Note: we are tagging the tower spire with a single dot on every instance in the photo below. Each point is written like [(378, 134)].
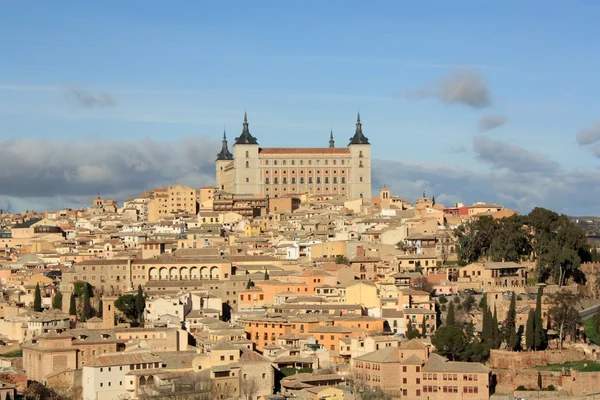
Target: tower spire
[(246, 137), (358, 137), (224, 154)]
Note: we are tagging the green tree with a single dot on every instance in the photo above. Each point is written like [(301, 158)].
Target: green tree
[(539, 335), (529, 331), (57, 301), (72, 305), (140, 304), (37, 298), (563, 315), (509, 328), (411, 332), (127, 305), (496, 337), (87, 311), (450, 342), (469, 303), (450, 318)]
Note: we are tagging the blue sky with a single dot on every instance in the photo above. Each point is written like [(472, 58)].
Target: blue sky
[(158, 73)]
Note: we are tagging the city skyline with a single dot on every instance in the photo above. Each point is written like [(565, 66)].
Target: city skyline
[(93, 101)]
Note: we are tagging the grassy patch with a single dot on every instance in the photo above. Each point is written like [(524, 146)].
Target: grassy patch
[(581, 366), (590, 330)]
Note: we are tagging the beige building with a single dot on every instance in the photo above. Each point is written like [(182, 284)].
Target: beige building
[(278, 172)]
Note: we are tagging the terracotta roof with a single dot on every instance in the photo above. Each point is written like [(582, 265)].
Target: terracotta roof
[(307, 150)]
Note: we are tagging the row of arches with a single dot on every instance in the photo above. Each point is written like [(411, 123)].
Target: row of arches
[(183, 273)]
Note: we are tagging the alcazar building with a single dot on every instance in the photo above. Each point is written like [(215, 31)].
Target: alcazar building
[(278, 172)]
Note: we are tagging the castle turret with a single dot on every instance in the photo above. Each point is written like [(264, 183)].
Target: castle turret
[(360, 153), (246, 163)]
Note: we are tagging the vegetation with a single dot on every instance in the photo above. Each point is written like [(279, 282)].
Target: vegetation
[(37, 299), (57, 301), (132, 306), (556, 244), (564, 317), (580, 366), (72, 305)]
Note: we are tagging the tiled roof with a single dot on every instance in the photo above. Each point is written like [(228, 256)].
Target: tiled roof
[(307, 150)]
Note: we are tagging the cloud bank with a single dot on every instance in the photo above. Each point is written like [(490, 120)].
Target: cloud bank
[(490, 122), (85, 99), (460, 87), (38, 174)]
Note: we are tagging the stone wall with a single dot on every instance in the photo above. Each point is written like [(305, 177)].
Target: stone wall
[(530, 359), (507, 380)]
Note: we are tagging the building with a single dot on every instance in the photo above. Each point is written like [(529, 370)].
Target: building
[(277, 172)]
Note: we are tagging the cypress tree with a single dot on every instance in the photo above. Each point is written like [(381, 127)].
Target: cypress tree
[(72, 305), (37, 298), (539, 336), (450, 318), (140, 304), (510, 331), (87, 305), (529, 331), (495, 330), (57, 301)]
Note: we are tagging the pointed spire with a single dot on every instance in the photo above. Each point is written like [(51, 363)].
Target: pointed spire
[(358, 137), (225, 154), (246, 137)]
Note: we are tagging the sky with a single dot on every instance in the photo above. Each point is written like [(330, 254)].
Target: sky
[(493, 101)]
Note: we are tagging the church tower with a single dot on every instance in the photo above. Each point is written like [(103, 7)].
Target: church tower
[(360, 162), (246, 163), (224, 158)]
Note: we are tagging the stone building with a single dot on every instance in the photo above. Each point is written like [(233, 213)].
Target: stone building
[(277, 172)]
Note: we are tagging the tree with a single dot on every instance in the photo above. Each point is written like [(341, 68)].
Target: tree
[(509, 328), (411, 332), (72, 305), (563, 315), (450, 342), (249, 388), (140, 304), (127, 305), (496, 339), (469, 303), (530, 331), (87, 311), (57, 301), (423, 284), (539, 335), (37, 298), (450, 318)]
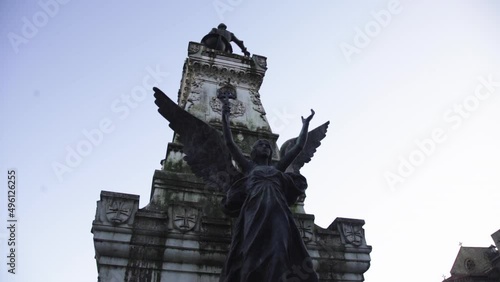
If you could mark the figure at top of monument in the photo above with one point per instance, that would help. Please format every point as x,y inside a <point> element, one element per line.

——————

■ **What is needed**:
Copy every entry word for word, but omit the pictures.

■ **Answer area**:
Note: we are tagging the tower spire with a single dot on every instance in the photo below. Each point is written like [(378, 134)].
Target: tower spire
[(246, 137), (358, 137), (224, 154)]
Note: we are tagging the green tree with a single dot on every instance in the photo above. Each point is written like [(301, 158)].
Target: green tree
[(539, 335), (529, 331), (57, 301), (72, 305), (140, 304), (37, 298), (563, 315), (509, 328), (411, 332), (127, 305), (496, 337), (87, 311), (450, 342), (469, 303), (450, 318)]
Note: we are tagging the blue sky with a single dot on every instance in the photo above. Each point is written like [(472, 58)].
Target: blue sky
[(158, 73)]
Note: we are tagging the city skyline with a single dot on every instance in the photo above. Each point is written like [(565, 66)].
Target: city skyline
[(93, 101)]
Note: we are tagging the grassy patch with a single dot on every instance in the photo above. Each point is written like [(524, 146)].
Target: grassy patch
[(581, 366), (590, 330)]
Note: we are tagging the beige building with a single dot on every instance in the photo above. Each point is written like [(182, 284)].
Target: beige building
[(278, 172)]
Note: we are tagging the terracotta roof with a single dot on every instance in the photo above. Each point is written like [(582, 265)].
Target: terracotta roof
[(307, 150)]
Note: we are tagging the row of arches with a single dot on every instance in the photo above. Each point is written like [(411, 123)].
Target: row of arches
[(183, 273)]
Note: we are tagging the alcazar building with a single dot on every instance in the photo above. Each point is written like [(215, 31)].
Target: alcazar building
[(278, 172)]
Note: we are tagging the castle turret with a single dot on every instance in the photo above. Each point is written like [(264, 183)].
Target: castle turret
[(360, 153), (246, 163)]
Note: we are tagging the vegetation with a single dot on every instance in the photo above. Each point is written like [(279, 282)].
Target: vegetation
[(37, 299), (57, 301), (132, 306), (556, 244), (564, 317), (580, 366), (72, 305)]
Note: we are tagging the tiled roof with a single dot on every instance in the photo above. Each point is written like [(228, 256)].
Target: tiled roof
[(307, 150)]
Note: we are tagging the cloud bank with a single dot on every instance in the photo above. Each point is written like [(490, 120)].
Target: cloud bank
[(490, 122), (85, 99), (460, 87), (38, 174)]
Note: we are tagging the stone wall with a single dot on every instance in the photo above. Each point is written like [(305, 177)].
Target: stone wall
[(530, 359), (507, 380)]
Note: we are tagging the building with a single dot on every instance in the photo above. Each point is written like [(529, 370)].
Target: building
[(277, 172)]
Note: we are tagging the cypress tree with a single dot on every instance in the photo above. Each point is written like [(381, 127)].
Target: cypress tree
[(72, 305), (37, 298), (539, 336), (450, 318), (140, 304), (510, 331), (87, 305), (529, 331), (495, 330), (57, 301)]
Note: we are tagging the pointed spire with a single dot on every instance in the photo above. Each point is written like [(51, 363)].
Target: pointed spire
[(358, 137), (225, 154), (246, 137)]
Note: we are tagging the sky with a single dot on every instance in the photo above. Each point is written like [(330, 254)].
Target: sky
[(493, 101)]
Note: we are tagging the church tower with a single dot on every instance in the photo above. Each point is written like [(103, 7)].
Target: church tower
[(360, 162), (246, 163), (224, 158)]
Note: we are tagging the stone building with a single dot on every instance in the photo above. Each point is written like [(233, 213)].
Target: stone building
[(277, 172)]
Note: we are tagging the tree with a single dot on every instance in the photo above. Each point is written like [(341, 68)].
Target: tree
[(509, 328), (411, 332), (72, 305), (563, 315), (450, 342), (249, 388), (140, 304), (127, 305), (496, 339), (469, 303), (530, 331), (87, 311), (57, 301), (423, 284), (539, 335), (37, 298), (450, 318)]
If you could mark the figure at top of monument in the photo above with one point per instance, that would help. Please format every point as x,y inside a <point> element, one element per line.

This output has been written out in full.